━━ INPUT FOR THIS TASK ━━

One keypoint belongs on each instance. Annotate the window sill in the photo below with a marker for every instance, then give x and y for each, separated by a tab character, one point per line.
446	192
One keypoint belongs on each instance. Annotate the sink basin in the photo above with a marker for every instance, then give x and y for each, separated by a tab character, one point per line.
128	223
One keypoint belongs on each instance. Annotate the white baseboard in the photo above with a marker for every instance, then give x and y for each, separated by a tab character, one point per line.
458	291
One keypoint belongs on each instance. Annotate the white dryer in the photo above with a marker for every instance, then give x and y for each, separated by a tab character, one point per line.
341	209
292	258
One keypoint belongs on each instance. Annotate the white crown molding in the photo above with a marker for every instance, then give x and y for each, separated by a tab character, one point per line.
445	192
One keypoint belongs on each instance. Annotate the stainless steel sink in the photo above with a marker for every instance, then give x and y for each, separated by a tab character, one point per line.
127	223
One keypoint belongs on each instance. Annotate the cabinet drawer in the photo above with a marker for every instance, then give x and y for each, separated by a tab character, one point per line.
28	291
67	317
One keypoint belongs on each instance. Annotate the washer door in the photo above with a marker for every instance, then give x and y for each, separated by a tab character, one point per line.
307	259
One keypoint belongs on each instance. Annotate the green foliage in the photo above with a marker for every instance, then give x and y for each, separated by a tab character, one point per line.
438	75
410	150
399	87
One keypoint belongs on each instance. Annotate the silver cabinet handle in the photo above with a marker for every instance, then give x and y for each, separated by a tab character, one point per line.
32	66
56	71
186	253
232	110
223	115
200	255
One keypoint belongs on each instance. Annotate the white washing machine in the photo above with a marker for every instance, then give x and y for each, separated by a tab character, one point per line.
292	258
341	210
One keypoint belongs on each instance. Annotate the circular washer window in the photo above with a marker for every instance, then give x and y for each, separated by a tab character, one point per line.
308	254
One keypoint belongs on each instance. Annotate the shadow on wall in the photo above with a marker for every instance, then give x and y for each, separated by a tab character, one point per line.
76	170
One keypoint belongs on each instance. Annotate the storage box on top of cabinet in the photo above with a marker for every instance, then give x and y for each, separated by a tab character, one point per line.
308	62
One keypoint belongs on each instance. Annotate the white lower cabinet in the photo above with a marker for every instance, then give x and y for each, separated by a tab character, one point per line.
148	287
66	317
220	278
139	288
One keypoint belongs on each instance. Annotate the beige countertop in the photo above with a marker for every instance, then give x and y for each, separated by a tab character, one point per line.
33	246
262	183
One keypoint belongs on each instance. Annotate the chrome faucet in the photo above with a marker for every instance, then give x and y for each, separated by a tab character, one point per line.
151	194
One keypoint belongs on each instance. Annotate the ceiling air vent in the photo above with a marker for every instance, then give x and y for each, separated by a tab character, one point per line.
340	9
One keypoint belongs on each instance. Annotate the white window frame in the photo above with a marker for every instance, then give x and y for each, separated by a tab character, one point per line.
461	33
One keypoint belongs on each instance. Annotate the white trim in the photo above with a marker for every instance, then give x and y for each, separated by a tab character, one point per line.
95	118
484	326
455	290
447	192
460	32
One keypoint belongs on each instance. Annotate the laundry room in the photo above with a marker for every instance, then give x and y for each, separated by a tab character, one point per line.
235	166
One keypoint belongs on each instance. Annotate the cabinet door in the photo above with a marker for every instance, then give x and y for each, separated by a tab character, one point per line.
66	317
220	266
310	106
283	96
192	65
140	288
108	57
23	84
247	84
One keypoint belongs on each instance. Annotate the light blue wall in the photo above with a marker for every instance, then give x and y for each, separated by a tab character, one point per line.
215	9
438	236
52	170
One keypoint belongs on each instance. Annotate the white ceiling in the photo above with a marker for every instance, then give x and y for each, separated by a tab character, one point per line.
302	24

━━━

WHAT IS BEING ASKED:
Restate the entries above word for word.

TASK RESULT:
One keypoint belongs on each instance. Annotate the window sill in the photo below with a marker for every instance, then give x and y for each, separated by a tab character, one point per line.
446	192
One keypoint belongs on each instance. Annotate the sink basin in the photo above with a marker for every instance, then give x and y for each, separated by a tab character, one point per line.
128	223
One keypoint belongs on each instance. Annotate the white baseboard in the photo above with a marker for every instance, then give x and y for each, separated by a tab character, one point per line.
458	291
One keypoint belongs on each instance. Annotate the white dryer in the photo above with a marker for every instance, then give x and y for each, separated by a tab character, one point per line.
341	209
292	258
One keypoint belongs on each instance. Annotate the white crown molding in the photo above with a marker for every instance, then give x and y for each, separated by a tab character, one point per line.
445	192
One keypoint belongs on each instance. Annotate the stainless steel sink in the photo above with a marker for every instance, then give x and y for each, separated by a tab character, one point per line.
127	223
One keypoint belongs on each instance. Annotate the cabinet drawer in the photo above with a marker for every instance, then give x and y for each, separated by a tab character, one point per line.
28	291
67	317
One keypoint belongs on each instance. Annotate the washer door in the photo above with a marker for every instance, then give x and y for each, separated by a tab character, one point per line.
307	259
One keypoint belongs on each instance. Annotate the green foliage in the photo above with a marker for every instance, then give x and y for each, separated by a tab character, one point per line.
438	75
410	150
399	87
One keypoint belongs on each instance. Annotate the silver cabinet handle in the photo above with a marker for every instance, then give x and y for each, separated by a tab character, one point per line.
32	66
56	71
186	253
232	110
223	115
200	255
One keypoint belongs on each instance. Annotate the white washing machine in the photo above with a marker for every instance, then give x and y for each, separated by a tab character, one point per line.
292	258
341	210
One keypoint belongs on each instance. Annotate the circular washer window in the photo above with a marker for every instance, then give x and y for each, separated by a tab character, one point per line.
308	254
One keypoint belongs on each instance. Annotate the shadow on wall in the photo above with a marker for every instance, then give x and y for each, separated by a tab character, one point per line.
76	170
One keypoint belongs on each instance. Annotate the storage box on top of cabinet in the photo above with a marker for every instance, then give x and y for each, separated by a tab character, one point per line.
308	62
One keypoint belongs on each instance. Annotate the white lower cabinet in the photo above with a marker for every instance, then give x and y for each, separated by a tab character, one point per line.
148	287
66	317
220	278
139	288
One keypoint belongs on each instance. Annotate the beige countertop in the photo above with a marker for every instance, then give x and y for each, separated by a tab character, one point per line.
33	246
262	183
One keypoint belongs on each instance. Annotate the chrome faucet in the photo above with a marker for every instance, then give x and y for each, separated by a tab character, one point per line.
151	194
One keypoint belongs on each instance. Annotate the ceiling air vent in the photo above with a marker for every instance, then give x and y for each, separated by a tab character, one point per line.
340	9
One keypoint belongs on each instance. Annotate the white window frame in the photo above with a marker for every instance, then give x and y for each, separated by a tab character, one point per line.
461	33
One keypoint belongs on each instance. Annotate the white trim in the photo above with a marker for every instance, then give x and y for each, separated by a tab character, one point per line.
95	118
484	326
455	290
447	192
460	32
One keypoint belongs on each instance. Annotate the laundry room in the photo above with a marker for every instance, then give x and y for each, separated by a tab character, one point per line.
235	166
One keypoint belongs on each instance. Annotate the cabinet door in the photo above with a marker for every instance, then give x and y for each, separated by a tab character, one point per line.
66	317
220	266
310	106
283	96
192	65
140	288
108	57
23	84
247	84
One keypoint belongs on each instance. Annotate the light blue wall in the photo above with a marker for every instance, then give x and y for each, separated by a tab character, one point per line.
215	9
438	236
52	170
One keypoint belongs on each instance. Annotate the white ceiling in the photo above with a marker for every instance, then give x and y for each, separated by a tab character, one point per line.
302	24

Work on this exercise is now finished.